Okuma Metni |
= = = = = = =

Sual: Zekât vermek için bir arkadaşa gittim. 100 lira zekât verecektim. O arkadaşa, Elindeki bir altını bana 100 liraya satarsan, bu altını zekât olarak vereceğim dedim. O da, Tam İlmihal’de okudum, ucuza satmak gaben-i fahişe girer, 120 liraya aşağı satılması caiz olmaz dedi. 100 liraya satsa idi bir mahzuru olur muydu?
CEVAP
Asla mahzuru olmazdı. İnsan malını istediği fiyata satabilir. 50 liraya, hatta 1 liraya da satabilir. Hatta parasız bile verir. Bunun dinen bir mahzuru yoktur. Eğer siz altınlar 100 liraya düştü bu altını bana 100 liraya sat deseydiniz, o da bilmediği için satsaydı, oldukca aldanma olduğundan alışverişi bozma hakkına haiz olurdu. Fakat bozmasa da bir şey gerekmezdi. Zekât için gelen parayı geri çevirmesi yanlış olmuştur.

Tam İlmihal Seadet-i Ebediyye’de diyor ki:
Sarraflıkta piyasadaki fiyatların en yükseğinden, % 2,5 ve daha fazlası kadar yüksek fiyatla satın alarak aldanmaya Gaben-i fahiş = oldukca aldanmak denir. Bu miktar, hayvandan başka menkul mallar için % 5, hayvan için % 10, bina için % 20 dir. Bu miktarlardan azca olan aldanmaya, Gaben-i yesir = azca aldanmak denir. Satıcı, bu mala, şu kadar lira veren oldu diyerek satsa, piyasadaki en yüksek değerinden oldukca aldanma kadar fazla olduğu ve başkası, o denli lira vermediği anlaşılsa, müşteri alışverişi bozabilir.

= = = = = = =

Kaynaktan Alıntı |

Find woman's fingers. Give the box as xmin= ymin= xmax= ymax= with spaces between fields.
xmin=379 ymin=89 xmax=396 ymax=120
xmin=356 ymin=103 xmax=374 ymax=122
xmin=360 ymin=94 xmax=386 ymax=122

= = = = = = =

Görev Listesi |
1. Zekât ve satış fiyatı hakkındaki metinde gaben-i fahiş için verilen oranları, ait oldukları mal türüyle birlikte sıralayın.
2. Zekât ve satış fiyatı hakkındaki metinde "Sual: Zekât vermek" kısmından "mahzuru olur muydu?" kısmına kadar olan bölümü, "arkadaşa" ifadesini "komşuya" ile değiştirerek yeniden yazın.
3. Zekât ve satış fiyatı hakkındaki metinde, belirtilen miktarlardan az olan aldanmaya ne ad verilir?
Bu veriler başka bir kaynaktan alınmıştır.

Görev Yanıtları |
1.
- Sarraflık: % 2,5 ve daha fazlası
- Hayvandan başka menkul mallar: % 5
- Hayvan: % 10
- Bina: % 20

2.
Sual: Zekât vermek için bir komşuya gittim. 100 lira zekât verecektim. O komşuya, Elindeki bir altını bana 100 liraya satarsan, bu altını zekât olarak vereceğim dedim. O da, Tam İlmihal’de okudum, ucuza satmak gaben-i fahişe girer, 120 liraya aşağı satılması caiz olmaz dedi. 100 liraya satsa idi bir mahzuru olur muydu?

3. Gaben-i yesir, yani azca aldanmak.